__Problem statement__. How many lines in the rows below contain the string "surface"? Reply with only the count.

(begin)

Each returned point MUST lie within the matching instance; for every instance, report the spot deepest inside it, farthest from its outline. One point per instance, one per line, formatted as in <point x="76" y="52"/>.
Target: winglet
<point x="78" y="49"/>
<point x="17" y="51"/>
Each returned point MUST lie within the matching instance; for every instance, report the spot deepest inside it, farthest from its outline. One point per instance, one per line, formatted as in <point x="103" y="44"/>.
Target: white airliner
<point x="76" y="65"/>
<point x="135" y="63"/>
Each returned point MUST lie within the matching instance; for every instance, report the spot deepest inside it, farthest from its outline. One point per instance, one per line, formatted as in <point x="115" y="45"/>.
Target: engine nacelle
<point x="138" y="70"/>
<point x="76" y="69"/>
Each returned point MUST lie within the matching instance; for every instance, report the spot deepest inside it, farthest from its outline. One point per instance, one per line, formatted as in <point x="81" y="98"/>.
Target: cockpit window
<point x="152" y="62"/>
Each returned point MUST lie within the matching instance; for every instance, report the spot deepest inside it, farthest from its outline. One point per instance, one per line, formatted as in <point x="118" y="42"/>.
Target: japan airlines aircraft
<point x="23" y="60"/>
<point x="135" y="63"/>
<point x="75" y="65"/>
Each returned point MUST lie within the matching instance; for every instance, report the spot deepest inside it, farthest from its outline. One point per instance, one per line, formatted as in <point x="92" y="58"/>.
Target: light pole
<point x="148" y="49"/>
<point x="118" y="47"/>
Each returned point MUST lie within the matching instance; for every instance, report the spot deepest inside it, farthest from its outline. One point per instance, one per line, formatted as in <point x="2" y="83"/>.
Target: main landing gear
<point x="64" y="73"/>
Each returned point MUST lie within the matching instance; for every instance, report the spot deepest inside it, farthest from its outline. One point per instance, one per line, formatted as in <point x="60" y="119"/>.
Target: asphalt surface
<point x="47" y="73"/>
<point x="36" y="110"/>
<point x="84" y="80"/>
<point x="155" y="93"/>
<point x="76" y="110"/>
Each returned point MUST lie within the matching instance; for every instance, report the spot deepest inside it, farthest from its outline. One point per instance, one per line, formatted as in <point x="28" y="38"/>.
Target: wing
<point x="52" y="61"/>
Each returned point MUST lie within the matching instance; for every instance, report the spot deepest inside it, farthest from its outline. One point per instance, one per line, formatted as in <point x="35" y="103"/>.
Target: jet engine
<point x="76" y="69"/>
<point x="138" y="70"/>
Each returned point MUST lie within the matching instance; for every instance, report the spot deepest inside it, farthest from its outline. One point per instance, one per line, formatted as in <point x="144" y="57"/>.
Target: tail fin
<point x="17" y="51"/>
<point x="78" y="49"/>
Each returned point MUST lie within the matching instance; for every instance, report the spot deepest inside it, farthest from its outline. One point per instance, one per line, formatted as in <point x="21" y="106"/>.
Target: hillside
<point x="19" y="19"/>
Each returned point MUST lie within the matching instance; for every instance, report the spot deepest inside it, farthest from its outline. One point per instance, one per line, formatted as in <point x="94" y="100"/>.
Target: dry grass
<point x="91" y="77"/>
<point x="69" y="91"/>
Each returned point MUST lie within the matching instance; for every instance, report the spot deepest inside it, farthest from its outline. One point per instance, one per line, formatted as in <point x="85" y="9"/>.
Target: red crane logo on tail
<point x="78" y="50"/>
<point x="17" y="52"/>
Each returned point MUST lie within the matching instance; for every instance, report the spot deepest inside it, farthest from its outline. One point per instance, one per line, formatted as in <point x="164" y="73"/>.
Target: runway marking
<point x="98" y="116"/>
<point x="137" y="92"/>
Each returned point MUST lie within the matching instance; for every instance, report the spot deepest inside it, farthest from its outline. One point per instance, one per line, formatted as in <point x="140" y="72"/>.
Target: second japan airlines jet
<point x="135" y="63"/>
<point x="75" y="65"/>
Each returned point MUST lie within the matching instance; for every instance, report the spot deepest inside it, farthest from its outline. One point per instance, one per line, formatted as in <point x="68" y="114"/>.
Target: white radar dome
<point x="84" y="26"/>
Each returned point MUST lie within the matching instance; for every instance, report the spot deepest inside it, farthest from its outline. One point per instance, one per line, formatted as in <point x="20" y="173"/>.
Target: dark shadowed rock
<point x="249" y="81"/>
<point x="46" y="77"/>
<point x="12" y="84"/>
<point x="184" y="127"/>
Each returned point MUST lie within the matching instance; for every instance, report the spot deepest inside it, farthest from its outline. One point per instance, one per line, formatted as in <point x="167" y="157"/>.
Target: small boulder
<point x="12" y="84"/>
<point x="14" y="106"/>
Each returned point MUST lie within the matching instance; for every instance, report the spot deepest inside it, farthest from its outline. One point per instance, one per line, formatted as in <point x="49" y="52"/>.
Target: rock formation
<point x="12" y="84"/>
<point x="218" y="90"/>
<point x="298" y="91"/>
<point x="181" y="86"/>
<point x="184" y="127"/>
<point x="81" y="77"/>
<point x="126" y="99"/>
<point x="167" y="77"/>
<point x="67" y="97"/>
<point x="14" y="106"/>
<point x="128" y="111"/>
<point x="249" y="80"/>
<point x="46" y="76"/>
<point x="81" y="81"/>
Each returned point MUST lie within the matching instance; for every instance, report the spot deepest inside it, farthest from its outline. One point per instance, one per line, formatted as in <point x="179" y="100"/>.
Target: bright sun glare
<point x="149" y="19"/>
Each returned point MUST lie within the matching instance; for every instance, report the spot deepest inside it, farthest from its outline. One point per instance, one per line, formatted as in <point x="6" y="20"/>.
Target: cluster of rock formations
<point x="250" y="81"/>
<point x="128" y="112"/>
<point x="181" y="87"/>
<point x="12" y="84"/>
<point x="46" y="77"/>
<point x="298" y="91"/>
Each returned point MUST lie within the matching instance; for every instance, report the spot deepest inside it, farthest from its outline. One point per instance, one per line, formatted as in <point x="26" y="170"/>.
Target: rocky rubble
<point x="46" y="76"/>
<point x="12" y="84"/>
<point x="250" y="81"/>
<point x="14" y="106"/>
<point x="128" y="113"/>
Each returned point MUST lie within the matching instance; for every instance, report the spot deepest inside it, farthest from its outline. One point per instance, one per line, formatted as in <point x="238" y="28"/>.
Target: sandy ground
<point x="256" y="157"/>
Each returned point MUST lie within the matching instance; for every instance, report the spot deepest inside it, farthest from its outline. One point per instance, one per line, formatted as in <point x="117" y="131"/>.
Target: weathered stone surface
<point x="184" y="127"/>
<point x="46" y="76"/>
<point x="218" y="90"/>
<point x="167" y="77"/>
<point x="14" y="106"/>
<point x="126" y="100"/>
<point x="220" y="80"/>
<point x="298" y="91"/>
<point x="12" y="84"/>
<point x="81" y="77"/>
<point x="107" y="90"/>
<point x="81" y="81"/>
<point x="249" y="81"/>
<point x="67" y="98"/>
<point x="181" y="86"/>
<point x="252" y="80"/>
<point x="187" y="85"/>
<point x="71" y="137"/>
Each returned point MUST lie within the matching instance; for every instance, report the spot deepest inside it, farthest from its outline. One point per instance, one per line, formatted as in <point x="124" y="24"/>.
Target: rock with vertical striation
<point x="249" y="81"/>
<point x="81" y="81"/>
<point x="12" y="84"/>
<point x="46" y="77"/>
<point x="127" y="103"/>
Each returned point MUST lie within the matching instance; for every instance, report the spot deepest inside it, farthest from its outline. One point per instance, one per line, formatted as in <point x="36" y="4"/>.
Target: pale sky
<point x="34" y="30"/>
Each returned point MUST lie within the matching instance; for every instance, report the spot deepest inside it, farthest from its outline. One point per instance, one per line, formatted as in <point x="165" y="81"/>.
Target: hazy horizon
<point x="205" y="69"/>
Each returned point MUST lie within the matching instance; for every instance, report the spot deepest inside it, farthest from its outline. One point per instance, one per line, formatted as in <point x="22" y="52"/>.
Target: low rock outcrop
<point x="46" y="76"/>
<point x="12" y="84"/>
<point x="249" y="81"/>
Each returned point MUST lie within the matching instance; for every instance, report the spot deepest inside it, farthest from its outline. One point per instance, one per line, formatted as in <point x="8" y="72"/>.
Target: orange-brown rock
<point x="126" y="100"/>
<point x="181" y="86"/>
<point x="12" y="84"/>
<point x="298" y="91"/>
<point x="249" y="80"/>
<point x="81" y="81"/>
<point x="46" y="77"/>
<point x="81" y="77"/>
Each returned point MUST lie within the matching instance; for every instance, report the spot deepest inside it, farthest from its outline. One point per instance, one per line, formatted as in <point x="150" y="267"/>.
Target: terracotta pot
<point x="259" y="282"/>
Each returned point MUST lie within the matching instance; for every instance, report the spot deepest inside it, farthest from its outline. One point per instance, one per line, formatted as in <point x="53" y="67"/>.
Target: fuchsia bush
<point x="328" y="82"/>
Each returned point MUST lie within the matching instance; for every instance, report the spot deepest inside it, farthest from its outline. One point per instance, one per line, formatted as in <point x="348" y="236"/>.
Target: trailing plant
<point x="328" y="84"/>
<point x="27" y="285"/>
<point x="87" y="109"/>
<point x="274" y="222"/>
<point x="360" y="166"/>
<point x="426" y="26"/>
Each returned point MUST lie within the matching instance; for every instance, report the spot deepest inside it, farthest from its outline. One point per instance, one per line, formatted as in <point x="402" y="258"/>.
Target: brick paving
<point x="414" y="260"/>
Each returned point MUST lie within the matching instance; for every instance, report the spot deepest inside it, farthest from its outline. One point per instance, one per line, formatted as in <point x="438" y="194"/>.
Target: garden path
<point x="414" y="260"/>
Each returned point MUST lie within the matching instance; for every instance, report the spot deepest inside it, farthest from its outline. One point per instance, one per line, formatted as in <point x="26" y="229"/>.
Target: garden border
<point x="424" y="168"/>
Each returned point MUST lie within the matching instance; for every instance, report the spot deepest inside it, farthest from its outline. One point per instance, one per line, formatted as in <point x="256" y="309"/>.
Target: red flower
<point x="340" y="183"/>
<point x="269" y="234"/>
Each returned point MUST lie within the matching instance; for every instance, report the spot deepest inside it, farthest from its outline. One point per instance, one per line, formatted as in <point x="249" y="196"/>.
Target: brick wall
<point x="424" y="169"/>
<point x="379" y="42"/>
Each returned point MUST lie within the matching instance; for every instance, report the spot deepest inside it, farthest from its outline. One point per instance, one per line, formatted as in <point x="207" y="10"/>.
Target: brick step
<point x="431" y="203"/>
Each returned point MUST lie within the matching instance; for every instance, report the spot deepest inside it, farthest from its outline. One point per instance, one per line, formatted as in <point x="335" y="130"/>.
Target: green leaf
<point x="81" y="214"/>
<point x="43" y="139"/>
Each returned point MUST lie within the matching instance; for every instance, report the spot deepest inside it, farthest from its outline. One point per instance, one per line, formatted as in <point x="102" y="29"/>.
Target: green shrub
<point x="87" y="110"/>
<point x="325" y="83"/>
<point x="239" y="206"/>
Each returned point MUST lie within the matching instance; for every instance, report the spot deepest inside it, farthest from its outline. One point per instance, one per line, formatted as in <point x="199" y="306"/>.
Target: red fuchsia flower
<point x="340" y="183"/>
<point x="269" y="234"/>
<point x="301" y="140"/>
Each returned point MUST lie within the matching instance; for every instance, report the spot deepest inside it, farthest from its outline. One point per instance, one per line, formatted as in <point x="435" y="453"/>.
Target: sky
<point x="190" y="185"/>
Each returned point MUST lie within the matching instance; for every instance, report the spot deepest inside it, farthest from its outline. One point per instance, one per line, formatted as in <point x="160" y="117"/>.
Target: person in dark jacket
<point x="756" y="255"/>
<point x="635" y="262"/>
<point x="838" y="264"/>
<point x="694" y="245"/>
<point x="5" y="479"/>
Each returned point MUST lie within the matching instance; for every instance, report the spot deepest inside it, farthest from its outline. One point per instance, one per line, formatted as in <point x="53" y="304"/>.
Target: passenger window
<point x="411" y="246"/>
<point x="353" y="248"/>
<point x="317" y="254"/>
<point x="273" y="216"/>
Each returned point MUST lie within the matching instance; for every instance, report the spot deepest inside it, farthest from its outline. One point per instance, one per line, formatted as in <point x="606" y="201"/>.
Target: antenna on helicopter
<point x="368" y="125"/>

(end)

__Task answer__. 2